* [Brief]
Copy the passage on calculating and logging latency to App Insights word for word.
# Text passage start
While the function start time to function end time’s latency gives you some idea of a portion of your system, some projects might need to know more about the latency that is not covered by what was logged by default. For instance, as mentioned previously, you might want to calculate the end-to-end latency by using the event’s enqueued time. You might even want to define end-to-end latency based on some business metrics. In those cases, you can calculate the latency from your application and log it to App Insights. You can include timestamps of the start time in each event and log the calculated latency of each event at the end of your system.
One thing to remember when doing so is to log the latency with “structured logging”. For example:
double latency = (nowTimeUTC - enqueuedTime).TotalMilliseconds; log.LogInformation("latency: {latency}", latency);
This way you will be able to query the property easily in App Insights by using “customDimensions.prop__{yourProperty}”. Beware that there are two underscores in this expression.
Here is an example Kusto query to calculate the latency based on your logs:
traces | where operation_Name == "SecondFunction" and isnotempty(customDimensions.prop__latency) | summarize avg(todouble(customDimensions.prop__latency))
By using Kusto query, you can also draw some charts to gain some insight into how the latency changes from time to time:
If the latency keeps increasing as the chart below, it means that the system is not able to handle the load and the events are stacking up.
# Text passage end
# Data start
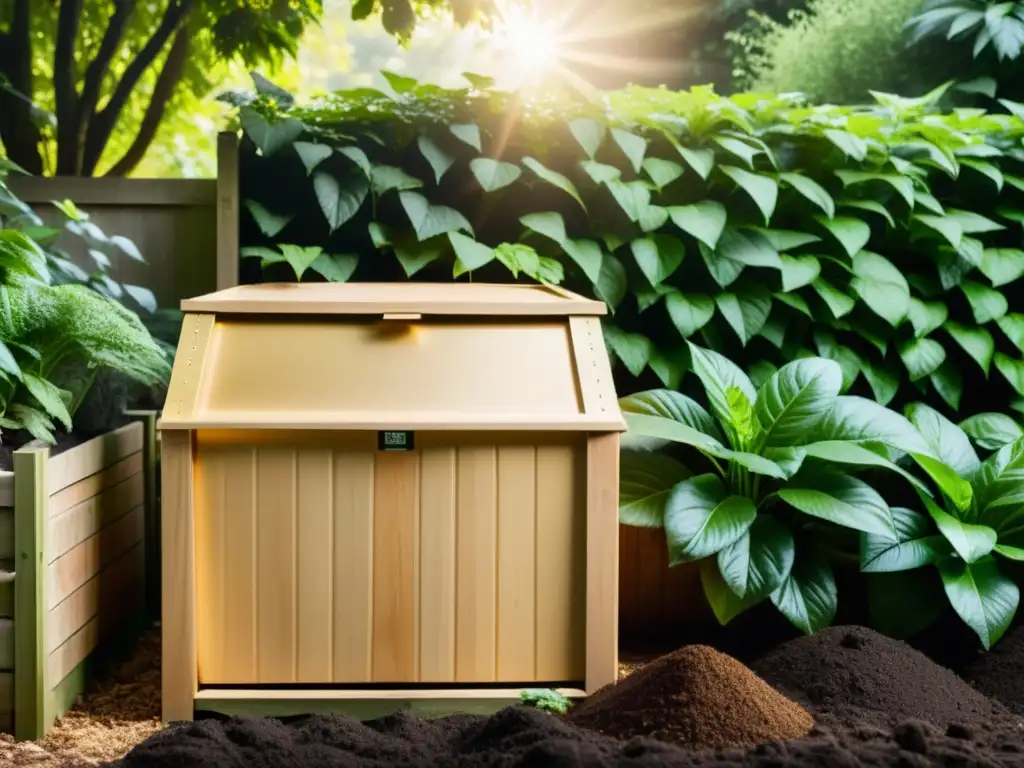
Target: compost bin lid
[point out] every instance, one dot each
(464, 299)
# Data end
* [Reply]
While the function start time to function end time’s latency gives you some idea of a portion of your system, some projects might need to know more about the latency that is not covered by what was logged by default. For instance, as mentioned previously, you might want to calculate the end-to-end latency by using the event’s enqueued time. You might even want to define end-to-end latency based on some business metrics. In those cases, you can calculate the latency from your application and log it to App Insights. You can include timestamps of the start time in each event and log the calculated latency of each event at the end of your system.
One thing to remember when doing so is to log the latency with “structured logging”. For example:
double latency = (nowTimeUTC - enqueuedTime).TotalMilliseconds; log.LogInformation("latency: {latency}", latency);
This way you will be able to query the property easily in App Insights by using “customDimensions.prop__{yourProperty}”. Beware that there are two underscores in this expression.
Here is an example Kusto query to calculate the latency based on your logs:
traces | where operation_Name == "SecondFunction" and isnotempty(customDimensions.prop__latency) | summarize avg(todouble(customDimensions.prop__latency))
By using Kusto query, you can also draw some charts to gain some insight into how the latency changes from time to time:
If the latency keeps increasing as the chart below, it means that the system is not able to handle the load and the events are stacking up.